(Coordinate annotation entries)

───

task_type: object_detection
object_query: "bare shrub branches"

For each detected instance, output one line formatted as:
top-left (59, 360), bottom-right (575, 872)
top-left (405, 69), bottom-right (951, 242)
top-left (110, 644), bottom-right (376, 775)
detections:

───

→ **What is needed**: Return every line of the listing above, copied word for word with nothing changed.

→ **Solution**:
task_type: object_detection
object_query: "bare shrub branches"

For each detected instance, output one line formatted as:
top-left (59, 360), bottom-right (575, 872)
top-left (405, 69), bottom-right (951, 242)
top-left (110, 644), bottom-right (376, 775)
detections:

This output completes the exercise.